#### Data excerpts
□ □ □ □ □ □ □

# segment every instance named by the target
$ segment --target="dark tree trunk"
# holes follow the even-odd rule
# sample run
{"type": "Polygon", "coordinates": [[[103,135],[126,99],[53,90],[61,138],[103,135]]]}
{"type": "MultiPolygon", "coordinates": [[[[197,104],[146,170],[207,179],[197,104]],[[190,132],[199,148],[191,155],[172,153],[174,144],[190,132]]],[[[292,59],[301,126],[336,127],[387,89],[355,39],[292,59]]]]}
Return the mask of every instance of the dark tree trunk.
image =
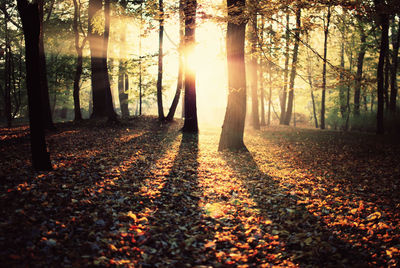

□ □ □ □ □ □ □

#### Exercise aim
The lines to copy are those in the listing that contain "instance".

#### Written response
# segment every instance named by the target
Return the mask of every instance of the dark tree trunk.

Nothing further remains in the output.